#### AIM OF THE EXERCISE:
Those lines of the material below that fall between its first line and the line with "lookup dark hair --output bbox", both included, are to be repeated exactly.

** Opening DATA SHOWN block **

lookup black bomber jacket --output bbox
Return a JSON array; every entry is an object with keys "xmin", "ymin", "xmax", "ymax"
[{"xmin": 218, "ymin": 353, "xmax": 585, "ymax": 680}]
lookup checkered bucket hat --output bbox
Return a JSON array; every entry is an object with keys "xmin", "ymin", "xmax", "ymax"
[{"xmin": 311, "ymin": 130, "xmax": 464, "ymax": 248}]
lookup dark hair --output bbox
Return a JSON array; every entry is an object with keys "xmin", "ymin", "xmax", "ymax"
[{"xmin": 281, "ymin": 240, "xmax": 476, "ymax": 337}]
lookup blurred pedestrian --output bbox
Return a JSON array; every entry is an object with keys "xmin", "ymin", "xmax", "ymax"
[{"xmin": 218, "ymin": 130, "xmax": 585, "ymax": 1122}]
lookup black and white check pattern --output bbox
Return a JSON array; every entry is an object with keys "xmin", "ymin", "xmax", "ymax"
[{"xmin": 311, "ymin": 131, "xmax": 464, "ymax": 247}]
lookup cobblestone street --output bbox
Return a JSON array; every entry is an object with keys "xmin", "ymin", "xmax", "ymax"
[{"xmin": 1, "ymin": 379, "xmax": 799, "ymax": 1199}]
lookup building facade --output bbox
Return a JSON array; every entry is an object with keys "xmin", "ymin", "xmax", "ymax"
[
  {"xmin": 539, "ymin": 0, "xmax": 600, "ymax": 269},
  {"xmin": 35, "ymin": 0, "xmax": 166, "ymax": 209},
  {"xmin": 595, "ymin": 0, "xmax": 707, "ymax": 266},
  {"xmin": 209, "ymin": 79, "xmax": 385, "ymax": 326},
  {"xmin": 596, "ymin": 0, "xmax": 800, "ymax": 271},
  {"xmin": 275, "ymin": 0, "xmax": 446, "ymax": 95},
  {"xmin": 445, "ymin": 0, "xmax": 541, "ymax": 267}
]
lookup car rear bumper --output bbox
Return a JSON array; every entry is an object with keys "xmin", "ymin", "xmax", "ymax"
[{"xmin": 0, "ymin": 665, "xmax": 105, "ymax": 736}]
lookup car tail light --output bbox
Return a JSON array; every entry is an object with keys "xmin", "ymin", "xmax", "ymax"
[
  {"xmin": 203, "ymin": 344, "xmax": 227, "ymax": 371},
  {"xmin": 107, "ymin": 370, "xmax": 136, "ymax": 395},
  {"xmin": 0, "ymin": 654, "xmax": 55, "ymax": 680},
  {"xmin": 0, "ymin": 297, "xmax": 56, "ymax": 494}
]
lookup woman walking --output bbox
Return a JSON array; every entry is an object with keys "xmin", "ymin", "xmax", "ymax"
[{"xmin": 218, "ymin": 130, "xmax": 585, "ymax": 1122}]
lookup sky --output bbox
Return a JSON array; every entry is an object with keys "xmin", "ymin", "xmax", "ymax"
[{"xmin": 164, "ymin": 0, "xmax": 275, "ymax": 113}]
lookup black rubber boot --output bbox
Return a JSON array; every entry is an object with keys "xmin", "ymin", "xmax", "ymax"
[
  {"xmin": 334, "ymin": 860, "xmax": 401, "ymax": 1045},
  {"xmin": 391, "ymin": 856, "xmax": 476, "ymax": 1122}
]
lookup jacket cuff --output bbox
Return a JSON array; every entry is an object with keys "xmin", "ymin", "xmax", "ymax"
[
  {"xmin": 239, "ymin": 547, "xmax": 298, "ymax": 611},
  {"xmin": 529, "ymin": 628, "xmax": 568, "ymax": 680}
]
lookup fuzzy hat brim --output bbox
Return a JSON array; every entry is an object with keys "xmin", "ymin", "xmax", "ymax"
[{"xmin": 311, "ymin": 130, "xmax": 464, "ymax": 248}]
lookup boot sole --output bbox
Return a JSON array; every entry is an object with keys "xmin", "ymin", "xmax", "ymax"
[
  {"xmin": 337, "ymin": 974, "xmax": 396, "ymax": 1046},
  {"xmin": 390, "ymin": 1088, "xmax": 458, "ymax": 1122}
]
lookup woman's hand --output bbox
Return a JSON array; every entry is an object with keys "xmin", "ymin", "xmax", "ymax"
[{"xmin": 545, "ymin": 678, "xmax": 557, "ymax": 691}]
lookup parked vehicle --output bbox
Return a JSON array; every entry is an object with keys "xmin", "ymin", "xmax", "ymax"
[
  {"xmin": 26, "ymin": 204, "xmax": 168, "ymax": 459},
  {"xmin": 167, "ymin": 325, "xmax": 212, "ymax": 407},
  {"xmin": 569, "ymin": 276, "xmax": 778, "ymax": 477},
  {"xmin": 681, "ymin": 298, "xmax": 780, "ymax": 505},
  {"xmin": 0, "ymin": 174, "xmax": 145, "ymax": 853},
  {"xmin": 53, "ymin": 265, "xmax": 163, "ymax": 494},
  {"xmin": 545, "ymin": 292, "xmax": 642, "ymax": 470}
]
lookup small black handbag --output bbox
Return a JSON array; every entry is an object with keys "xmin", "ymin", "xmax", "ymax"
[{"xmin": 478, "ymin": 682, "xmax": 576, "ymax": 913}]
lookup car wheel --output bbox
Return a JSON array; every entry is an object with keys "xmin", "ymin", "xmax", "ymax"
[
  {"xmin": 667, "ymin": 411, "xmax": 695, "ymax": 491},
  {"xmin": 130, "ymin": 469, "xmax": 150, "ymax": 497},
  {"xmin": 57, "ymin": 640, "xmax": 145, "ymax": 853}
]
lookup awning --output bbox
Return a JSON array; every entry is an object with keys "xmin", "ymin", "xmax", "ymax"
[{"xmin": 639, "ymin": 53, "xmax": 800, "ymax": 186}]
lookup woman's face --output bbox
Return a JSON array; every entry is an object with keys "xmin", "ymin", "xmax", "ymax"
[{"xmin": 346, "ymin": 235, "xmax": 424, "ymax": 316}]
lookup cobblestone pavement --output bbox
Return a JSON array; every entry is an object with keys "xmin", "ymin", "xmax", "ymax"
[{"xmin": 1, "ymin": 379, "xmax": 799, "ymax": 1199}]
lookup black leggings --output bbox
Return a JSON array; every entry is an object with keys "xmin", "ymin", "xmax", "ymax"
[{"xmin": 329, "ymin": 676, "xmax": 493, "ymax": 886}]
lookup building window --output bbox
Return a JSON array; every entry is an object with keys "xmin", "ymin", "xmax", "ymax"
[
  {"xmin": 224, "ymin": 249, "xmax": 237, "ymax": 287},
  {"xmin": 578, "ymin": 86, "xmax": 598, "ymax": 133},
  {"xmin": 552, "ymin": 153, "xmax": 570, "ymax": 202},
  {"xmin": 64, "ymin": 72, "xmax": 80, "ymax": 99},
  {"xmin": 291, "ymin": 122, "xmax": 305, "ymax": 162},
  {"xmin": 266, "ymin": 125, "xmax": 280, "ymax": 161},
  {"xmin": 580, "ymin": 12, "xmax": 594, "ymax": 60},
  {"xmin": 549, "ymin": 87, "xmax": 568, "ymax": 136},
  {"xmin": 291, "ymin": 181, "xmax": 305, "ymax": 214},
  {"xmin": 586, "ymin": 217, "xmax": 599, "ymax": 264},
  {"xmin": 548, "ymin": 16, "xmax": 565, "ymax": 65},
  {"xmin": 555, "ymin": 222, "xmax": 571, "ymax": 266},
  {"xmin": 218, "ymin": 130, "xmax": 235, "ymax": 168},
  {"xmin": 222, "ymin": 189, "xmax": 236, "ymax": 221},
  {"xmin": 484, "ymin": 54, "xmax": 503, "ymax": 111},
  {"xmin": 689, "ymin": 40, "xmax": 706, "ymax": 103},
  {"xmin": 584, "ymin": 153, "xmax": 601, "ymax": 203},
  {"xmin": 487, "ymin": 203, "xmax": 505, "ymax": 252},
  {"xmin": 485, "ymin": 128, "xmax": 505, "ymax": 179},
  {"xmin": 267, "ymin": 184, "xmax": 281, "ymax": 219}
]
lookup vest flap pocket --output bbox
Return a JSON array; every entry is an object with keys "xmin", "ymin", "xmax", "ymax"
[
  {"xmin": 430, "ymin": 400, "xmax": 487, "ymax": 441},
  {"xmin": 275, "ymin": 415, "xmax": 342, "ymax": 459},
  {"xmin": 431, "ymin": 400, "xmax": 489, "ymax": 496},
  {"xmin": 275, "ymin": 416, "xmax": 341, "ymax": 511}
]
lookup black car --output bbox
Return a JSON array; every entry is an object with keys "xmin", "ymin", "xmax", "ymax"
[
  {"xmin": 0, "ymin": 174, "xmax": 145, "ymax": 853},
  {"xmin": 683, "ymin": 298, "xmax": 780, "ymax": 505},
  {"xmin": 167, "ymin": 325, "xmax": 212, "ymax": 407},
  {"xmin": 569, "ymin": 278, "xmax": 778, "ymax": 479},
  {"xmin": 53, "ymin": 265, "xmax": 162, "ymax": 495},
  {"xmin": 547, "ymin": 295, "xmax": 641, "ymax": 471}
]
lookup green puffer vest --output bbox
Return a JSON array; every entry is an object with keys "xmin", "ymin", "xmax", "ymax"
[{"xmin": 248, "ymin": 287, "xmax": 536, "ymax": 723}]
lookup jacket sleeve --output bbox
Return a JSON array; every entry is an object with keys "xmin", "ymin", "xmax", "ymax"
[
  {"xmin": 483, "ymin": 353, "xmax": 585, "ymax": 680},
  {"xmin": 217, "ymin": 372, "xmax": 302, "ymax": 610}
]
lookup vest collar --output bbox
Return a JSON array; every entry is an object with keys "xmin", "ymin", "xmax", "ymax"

** Closing DATA SHOWN block **

#### FINISHED TASK:
lookup black bomber jacket --output bbox
Return a JSON array; every entry is an object with keys "xmin", "ymin", "xmax", "ymax"
[{"xmin": 218, "ymin": 353, "xmax": 585, "ymax": 680}]
lookup checkered bucket hat --output bbox
Return a JSON array; every entry is an object with keys "xmin", "ymin", "xmax", "ymax"
[{"xmin": 311, "ymin": 130, "xmax": 464, "ymax": 248}]
lookup dark hair --output bbox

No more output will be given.